Assignment: Every line of the records below that holds the word "rear" belongs in the answer.

Provided records:
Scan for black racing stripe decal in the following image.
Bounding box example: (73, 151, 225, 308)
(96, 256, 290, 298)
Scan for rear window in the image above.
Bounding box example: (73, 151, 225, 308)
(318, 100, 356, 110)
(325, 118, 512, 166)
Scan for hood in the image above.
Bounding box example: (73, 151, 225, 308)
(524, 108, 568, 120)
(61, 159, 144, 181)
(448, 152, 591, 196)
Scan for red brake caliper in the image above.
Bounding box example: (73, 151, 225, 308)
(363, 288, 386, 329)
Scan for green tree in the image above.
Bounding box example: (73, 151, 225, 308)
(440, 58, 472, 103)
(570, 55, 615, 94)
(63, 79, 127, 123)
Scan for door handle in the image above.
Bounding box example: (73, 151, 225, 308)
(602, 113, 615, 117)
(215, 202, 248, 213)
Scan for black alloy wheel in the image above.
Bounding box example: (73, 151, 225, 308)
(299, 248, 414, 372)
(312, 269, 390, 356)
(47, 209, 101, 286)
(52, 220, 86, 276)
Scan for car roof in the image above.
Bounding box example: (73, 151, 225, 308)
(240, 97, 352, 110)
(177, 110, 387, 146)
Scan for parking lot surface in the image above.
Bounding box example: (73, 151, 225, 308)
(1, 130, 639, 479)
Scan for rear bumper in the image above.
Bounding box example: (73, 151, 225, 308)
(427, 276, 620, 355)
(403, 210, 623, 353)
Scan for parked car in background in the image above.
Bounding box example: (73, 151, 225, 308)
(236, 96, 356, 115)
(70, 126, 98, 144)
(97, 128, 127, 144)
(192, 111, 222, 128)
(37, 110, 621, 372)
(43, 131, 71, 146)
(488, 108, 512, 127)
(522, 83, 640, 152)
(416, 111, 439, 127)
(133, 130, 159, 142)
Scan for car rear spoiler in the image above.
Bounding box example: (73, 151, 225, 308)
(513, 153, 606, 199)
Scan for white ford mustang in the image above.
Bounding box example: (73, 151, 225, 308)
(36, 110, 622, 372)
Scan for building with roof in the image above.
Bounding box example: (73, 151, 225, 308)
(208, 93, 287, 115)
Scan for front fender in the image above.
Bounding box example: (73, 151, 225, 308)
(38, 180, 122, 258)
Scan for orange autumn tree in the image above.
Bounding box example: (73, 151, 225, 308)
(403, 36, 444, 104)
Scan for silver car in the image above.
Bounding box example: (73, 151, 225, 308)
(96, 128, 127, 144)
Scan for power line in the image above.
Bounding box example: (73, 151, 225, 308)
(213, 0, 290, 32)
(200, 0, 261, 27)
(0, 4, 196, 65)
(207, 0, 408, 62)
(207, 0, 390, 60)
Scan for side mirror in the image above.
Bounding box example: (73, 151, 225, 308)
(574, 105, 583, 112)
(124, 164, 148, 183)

Solution below:
Scan for rear window in the image above.
Scan for rear bumper in the image above.
Scan for car rear spoiler in the image above.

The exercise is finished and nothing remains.